## Extracted material
--

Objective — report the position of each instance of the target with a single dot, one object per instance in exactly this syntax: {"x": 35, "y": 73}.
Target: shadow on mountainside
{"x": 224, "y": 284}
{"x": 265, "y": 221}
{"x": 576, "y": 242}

--

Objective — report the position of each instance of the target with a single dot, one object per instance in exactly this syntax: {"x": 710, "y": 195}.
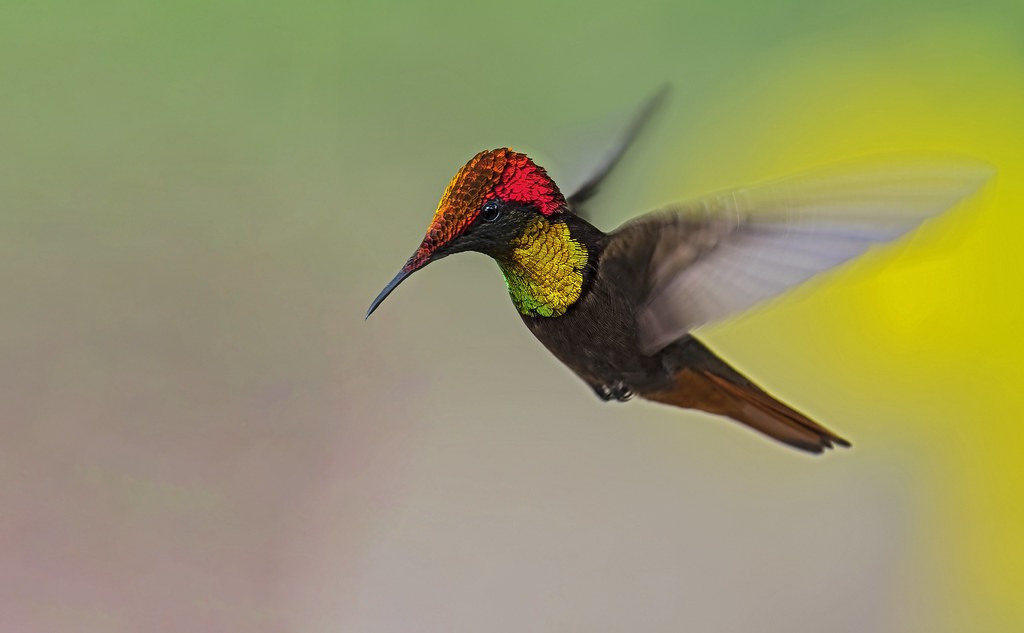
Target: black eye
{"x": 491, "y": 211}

--

## Task
Check the listing for the word "syntax". Show each line that has it.

## Response to this task
Objective — report the position of each instance of the target with a single dot, one object per instance in exactly this syntax: {"x": 35, "y": 73}.
Objective — report the position of each instance of the target with a single dot, one object per instance in exactly this syntax: {"x": 710, "y": 195}.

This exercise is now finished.